- Requirements -
Revise the passage on Discounted Cumulative Gain from "The Discounted Cumulative Gain for" up to and including "later slots (discounted).", putting "positions" in place of "slots".

- Page text -
The Discounted Cumulative Gain for k displayed recommendations sums up the importance of the items displayed for 
the current user (cumulative), while penalizing relevant items in later slots (discounted).
In the Normalized Cumulative Gain for k given suggestions, this score is divided by the maximum possible value of DCG@K for the current user.

::

    def dcg(scores: list):
        """
        Computes the Discounted Cumulative Gain (DCG) for a list of scores

        Parameters
        ----------
        scores: list
            A list of scores

        Returns
        ----------
        dcg: float
            The Discounted Cumulative Gain (DCG)
        """
        return np.sum(np.divide(np.power(2, scores) - 1, np.log(np.arange(scores.shape[0], dtype=np.float32) + 2)), dtype=np.float32)


    def ndcgk(actual: list, predicted: list, relevance=None, at=None):
        """
        Calculates the implicit version of Normalized Discounted Cumulative Gain (NDCG) for top k items in the ranked output

        Parameters
        ----------
        actual: list
            A list of ground truth items
            example: [X, Y, Z]
        predicted: list
            A list of predicted items, recommended by the system
            example: [x, y, z]
        relevance: list, optional (default to None)
            A list of relevance scores for the items in the ground truth
        at: any, optional (default to None)

- Material provided -

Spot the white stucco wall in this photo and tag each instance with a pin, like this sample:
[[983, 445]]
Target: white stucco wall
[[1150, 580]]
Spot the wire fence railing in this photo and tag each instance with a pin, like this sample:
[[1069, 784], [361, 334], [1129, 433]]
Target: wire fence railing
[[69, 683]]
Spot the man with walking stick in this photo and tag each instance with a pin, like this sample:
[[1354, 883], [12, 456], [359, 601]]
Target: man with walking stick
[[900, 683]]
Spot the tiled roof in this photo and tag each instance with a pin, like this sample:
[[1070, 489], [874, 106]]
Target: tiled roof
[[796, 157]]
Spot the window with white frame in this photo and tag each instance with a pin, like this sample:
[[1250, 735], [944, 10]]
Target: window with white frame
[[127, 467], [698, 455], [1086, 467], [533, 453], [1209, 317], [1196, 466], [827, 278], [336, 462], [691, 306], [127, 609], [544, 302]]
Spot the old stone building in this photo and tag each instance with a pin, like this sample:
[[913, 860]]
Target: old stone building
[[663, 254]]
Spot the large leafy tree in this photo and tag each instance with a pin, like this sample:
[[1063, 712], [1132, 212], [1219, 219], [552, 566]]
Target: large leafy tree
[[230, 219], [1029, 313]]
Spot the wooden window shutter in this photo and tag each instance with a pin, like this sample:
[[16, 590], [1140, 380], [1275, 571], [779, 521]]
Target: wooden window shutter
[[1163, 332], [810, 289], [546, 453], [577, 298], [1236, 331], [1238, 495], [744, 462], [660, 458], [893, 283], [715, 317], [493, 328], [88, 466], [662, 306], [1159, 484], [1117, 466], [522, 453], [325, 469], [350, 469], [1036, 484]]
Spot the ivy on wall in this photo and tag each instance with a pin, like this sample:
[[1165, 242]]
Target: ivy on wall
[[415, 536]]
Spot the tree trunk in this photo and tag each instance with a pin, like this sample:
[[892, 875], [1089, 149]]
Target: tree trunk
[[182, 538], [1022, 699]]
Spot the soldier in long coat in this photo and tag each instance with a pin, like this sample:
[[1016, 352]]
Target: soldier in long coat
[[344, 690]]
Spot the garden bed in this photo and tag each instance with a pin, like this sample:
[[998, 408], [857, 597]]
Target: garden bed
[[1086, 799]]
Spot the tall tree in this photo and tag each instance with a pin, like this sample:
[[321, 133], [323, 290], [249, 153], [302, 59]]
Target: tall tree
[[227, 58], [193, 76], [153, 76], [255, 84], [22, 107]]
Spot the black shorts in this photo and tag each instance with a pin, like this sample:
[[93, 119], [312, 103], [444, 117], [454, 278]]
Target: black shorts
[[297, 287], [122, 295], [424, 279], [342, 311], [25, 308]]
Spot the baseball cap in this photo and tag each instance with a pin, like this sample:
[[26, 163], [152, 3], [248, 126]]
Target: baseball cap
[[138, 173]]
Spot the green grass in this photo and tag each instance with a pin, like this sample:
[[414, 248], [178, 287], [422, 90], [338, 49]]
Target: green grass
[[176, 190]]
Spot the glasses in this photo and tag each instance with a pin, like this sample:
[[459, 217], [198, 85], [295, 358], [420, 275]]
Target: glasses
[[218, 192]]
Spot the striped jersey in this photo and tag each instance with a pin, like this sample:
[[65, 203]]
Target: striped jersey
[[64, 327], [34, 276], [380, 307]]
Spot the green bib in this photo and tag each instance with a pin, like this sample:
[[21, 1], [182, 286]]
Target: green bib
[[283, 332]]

- Exercise solution -
The Discounted Cumulative Gain for k displayed recommendations sums up the importance of the items displayed for 
the current user (cumulative), while penalizing relevant items in later positions (discounted).